- EXCERPT PROVIDED:
Earlier this summer, Hunter attended Kirk’s Student Action Summit in Tampa, where he posted TikTok videos interviewing Trump supporters - and disguised himself as one to attend by wearing one of Kirk’s signature “47” hats.

The group says on its website it is challenging Turning Point and Kirk specifically “because they’re targeting our communities, our campuses, and our future”.

Hunter’s family urged him to stay quiet. But on Thursday, concerned that online speculation that he had been involved in a conspiracy to hurt Kirk was growing out of control, he decided to make a public statement to address his history of criticising Kirk and condemn the violence.

“I don’t know how to make this video. It’s been a rough 24 hours,” he said in the video he posted to TikTok and X, speaking directly to the camera.

He explained that he had previously criticised Kirk online for characterising transgender people as violent, and that he had gone to the rally to ask him about that. He had expected and welcomed a confrontation, but never dreamed of brutality.

In the video he identifies himself as “the last person to talk to Charlie Kirk” and plays clips from old content he created countering Kirk’s narrative about transgender school shootings.

He says he “can barely” rewatch footage of the moment Kirk was shot, but that “people have obviously pointed to the irony that I was - the point that I was trying to make is how peaceful the left was. Right before he got shot.”

“Charlie had two kids and a wife, and not to make this about me, but I have two kids and a wife,” he said in the video. “It’s a tragedy and it’s hard to grapple with.”

- SUPPLIED INFORMATION:
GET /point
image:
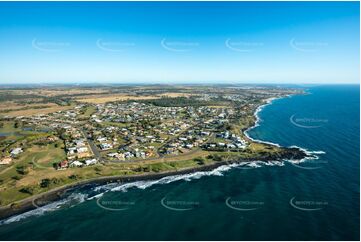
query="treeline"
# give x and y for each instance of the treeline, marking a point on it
(176, 102)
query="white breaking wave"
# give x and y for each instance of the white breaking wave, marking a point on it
(74, 198)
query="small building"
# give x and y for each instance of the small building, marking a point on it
(63, 165)
(5, 160)
(16, 151)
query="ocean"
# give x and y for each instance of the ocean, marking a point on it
(313, 200)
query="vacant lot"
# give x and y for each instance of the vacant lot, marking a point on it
(15, 110)
(99, 99)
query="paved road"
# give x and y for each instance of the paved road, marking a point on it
(92, 146)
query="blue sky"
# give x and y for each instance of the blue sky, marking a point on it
(170, 42)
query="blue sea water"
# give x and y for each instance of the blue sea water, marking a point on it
(313, 200)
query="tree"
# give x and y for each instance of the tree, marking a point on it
(45, 183)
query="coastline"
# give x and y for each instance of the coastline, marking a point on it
(55, 194)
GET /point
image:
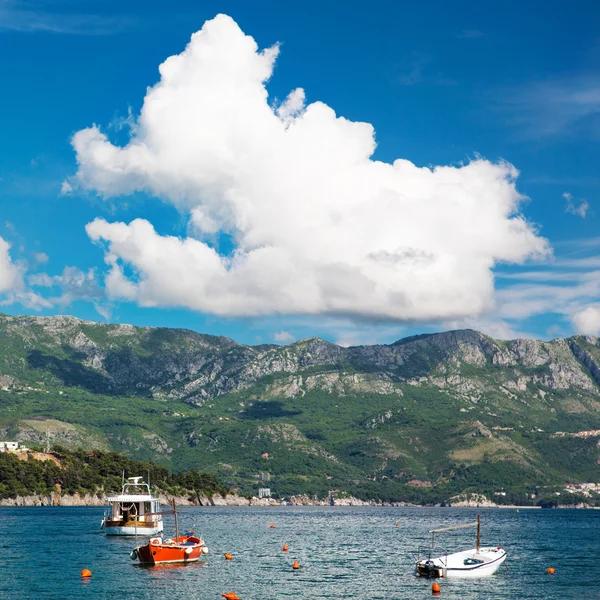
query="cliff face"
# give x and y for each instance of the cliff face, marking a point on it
(417, 409)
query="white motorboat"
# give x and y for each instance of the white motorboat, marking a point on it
(133, 512)
(476, 562)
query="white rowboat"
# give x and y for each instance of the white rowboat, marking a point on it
(476, 562)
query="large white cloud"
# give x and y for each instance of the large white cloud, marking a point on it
(318, 226)
(10, 275)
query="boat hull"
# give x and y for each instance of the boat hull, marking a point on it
(183, 550)
(470, 563)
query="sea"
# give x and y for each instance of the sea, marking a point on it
(344, 553)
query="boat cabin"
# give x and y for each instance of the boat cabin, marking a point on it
(134, 511)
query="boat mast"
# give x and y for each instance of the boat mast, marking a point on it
(176, 522)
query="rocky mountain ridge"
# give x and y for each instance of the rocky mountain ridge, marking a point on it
(421, 409)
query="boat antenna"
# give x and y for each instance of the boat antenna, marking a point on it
(176, 522)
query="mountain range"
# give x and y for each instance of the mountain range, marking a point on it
(422, 419)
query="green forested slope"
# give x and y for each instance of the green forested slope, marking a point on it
(424, 418)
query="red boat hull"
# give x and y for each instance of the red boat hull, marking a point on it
(184, 549)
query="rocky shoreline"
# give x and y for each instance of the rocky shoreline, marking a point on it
(56, 499)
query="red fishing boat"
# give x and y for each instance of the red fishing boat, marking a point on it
(181, 549)
(186, 548)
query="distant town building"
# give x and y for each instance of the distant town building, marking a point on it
(12, 447)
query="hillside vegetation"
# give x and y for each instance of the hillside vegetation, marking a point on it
(419, 420)
(94, 472)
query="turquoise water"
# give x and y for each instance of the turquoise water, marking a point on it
(344, 553)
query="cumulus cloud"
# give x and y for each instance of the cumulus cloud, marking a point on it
(587, 320)
(318, 226)
(73, 283)
(576, 209)
(10, 275)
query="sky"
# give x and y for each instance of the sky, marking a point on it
(357, 171)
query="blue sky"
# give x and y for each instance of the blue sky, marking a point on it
(442, 84)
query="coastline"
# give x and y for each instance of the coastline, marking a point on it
(55, 499)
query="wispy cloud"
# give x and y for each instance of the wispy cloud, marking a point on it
(559, 107)
(418, 72)
(32, 16)
(580, 209)
(469, 34)
(283, 337)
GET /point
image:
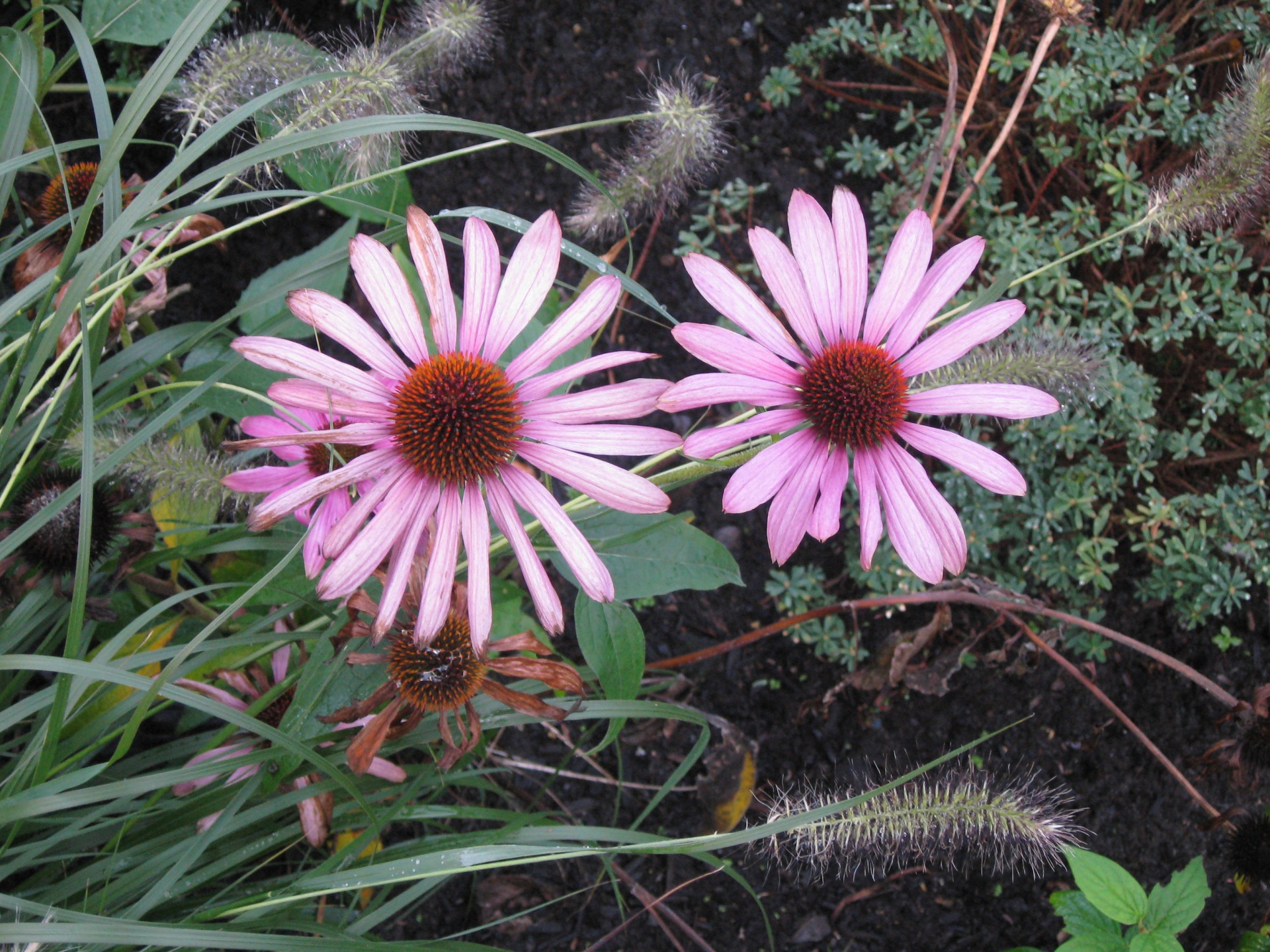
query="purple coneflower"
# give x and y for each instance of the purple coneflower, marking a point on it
(451, 420)
(846, 389)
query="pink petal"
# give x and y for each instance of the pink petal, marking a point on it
(362, 467)
(526, 284)
(792, 507)
(440, 579)
(603, 481)
(757, 481)
(476, 526)
(712, 442)
(710, 389)
(870, 512)
(982, 465)
(948, 344)
(539, 387)
(429, 260)
(851, 244)
(316, 397)
(591, 573)
(785, 281)
(384, 285)
(546, 602)
(734, 353)
(939, 285)
(901, 273)
(341, 323)
(603, 438)
(812, 239)
(1010, 401)
(482, 270)
(733, 299)
(290, 357)
(616, 401)
(827, 513)
(578, 321)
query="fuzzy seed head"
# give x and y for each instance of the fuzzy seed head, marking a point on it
(671, 153)
(958, 816)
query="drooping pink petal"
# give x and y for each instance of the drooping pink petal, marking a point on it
(1010, 401)
(792, 508)
(710, 389)
(851, 244)
(316, 397)
(827, 513)
(591, 573)
(937, 510)
(757, 480)
(704, 444)
(939, 285)
(784, 278)
(603, 481)
(982, 465)
(734, 353)
(290, 357)
(429, 260)
(530, 272)
(482, 273)
(901, 274)
(341, 323)
(956, 339)
(733, 299)
(440, 580)
(546, 602)
(618, 401)
(476, 526)
(603, 438)
(362, 467)
(384, 285)
(870, 510)
(812, 240)
(910, 534)
(577, 323)
(541, 386)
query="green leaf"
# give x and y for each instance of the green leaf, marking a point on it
(1108, 885)
(324, 268)
(651, 555)
(1175, 906)
(138, 22)
(1080, 917)
(613, 643)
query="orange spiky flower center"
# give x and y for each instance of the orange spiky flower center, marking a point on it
(854, 394)
(456, 416)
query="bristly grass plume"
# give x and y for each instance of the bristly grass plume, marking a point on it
(956, 816)
(671, 153)
(1234, 173)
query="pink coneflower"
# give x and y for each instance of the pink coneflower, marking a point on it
(454, 420)
(314, 811)
(306, 462)
(846, 389)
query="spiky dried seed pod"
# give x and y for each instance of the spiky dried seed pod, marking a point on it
(1234, 173)
(671, 153)
(955, 815)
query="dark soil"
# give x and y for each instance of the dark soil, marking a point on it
(567, 61)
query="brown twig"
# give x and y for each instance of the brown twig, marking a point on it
(955, 597)
(1047, 38)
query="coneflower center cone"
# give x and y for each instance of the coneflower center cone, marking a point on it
(854, 394)
(444, 674)
(456, 416)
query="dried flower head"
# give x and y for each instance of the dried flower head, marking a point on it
(952, 816)
(671, 153)
(1234, 173)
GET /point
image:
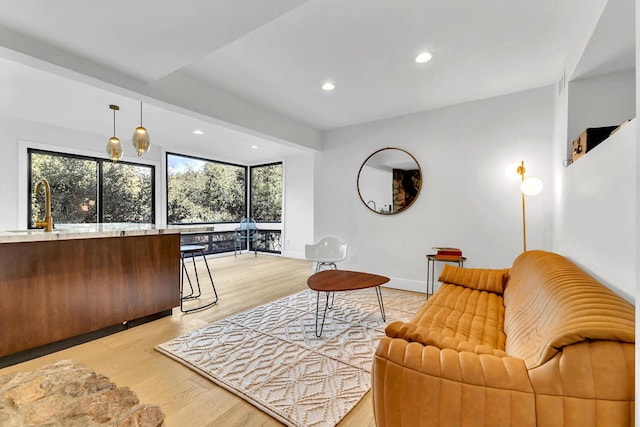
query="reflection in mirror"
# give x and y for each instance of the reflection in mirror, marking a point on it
(389, 181)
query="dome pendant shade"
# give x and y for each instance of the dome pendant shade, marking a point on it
(140, 139)
(114, 149)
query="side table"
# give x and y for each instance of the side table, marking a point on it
(431, 269)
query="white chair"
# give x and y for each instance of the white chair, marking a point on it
(326, 253)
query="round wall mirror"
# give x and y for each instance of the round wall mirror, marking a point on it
(389, 181)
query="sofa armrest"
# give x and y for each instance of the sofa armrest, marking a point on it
(453, 388)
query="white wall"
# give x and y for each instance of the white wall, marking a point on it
(597, 227)
(298, 204)
(466, 200)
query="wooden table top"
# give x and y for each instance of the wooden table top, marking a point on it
(343, 280)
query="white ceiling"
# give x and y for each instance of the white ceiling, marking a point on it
(274, 55)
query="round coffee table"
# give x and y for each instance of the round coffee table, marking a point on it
(330, 281)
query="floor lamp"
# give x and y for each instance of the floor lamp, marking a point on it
(528, 186)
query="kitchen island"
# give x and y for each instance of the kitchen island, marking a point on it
(84, 278)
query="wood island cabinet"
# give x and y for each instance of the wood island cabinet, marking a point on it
(58, 289)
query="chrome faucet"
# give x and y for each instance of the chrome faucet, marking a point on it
(47, 223)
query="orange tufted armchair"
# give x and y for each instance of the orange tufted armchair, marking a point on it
(540, 344)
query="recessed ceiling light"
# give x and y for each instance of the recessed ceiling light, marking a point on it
(328, 86)
(424, 57)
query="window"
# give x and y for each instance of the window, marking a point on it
(266, 192)
(90, 190)
(204, 191)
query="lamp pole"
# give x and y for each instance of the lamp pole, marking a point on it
(521, 171)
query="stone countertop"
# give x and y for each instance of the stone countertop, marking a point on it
(93, 231)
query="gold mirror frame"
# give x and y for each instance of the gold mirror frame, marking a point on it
(405, 181)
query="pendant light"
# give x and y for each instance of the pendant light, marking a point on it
(141, 141)
(114, 148)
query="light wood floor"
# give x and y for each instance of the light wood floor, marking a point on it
(128, 358)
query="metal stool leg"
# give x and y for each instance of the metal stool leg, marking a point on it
(193, 250)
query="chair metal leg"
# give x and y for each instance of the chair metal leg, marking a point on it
(324, 316)
(380, 303)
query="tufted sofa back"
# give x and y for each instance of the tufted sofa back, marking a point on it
(550, 303)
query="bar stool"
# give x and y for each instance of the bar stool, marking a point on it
(190, 251)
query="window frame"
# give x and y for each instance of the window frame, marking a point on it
(204, 159)
(250, 191)
(100, 161)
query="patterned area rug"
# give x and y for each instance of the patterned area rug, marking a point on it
(271, 357)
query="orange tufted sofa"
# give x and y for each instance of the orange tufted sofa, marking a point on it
(539, 344)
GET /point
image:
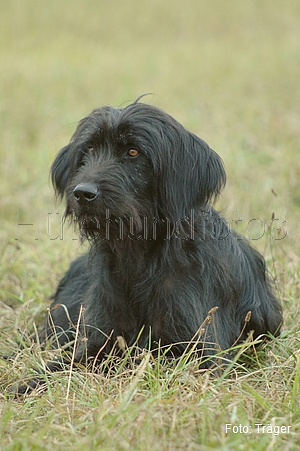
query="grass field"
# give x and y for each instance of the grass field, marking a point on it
(229, 71)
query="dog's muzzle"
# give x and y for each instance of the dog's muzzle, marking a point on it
(85, 192)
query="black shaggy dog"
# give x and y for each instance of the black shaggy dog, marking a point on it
(140, 187)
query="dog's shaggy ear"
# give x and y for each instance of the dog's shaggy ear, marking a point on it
(193, 177)
(61, 170)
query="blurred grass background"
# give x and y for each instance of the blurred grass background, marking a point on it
(229, 71)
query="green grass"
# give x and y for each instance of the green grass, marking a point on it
(229, 71)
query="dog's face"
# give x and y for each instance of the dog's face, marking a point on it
(134, 163)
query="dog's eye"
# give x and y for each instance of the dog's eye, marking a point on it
(133, 152)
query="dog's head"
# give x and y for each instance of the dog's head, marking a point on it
(133, 163)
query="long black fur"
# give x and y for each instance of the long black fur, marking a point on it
(141, 187)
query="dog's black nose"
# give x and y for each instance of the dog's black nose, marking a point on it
(85, 192)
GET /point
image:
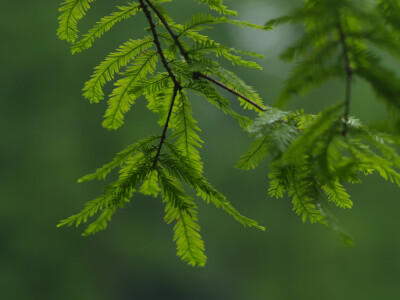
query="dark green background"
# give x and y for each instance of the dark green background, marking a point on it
(50, 136)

- WRITTEN REQUEST 1:
Rewrite the paragraph of the news excerpt that begins "Hunter's family urged him" as one shorter sentence, keeping its main facts.
- WRITTEN REQUEST 2:
According to the news excerpt, in what city did Hunter attend Kirk's Student Action Summit?
The data above are separate from the news excerpt.

- EXERCISE OUTPUT 1:
Although his family urged him to stay quiet, on Thursday Hunter made a public statement addressing his history of criticizing Kirk and condemning the violence, out of concern that online speculation about his involvement in a conspiracy to hurt Kirk was growing out of control.

- EXERCISE OUTPUT 2:
Tampa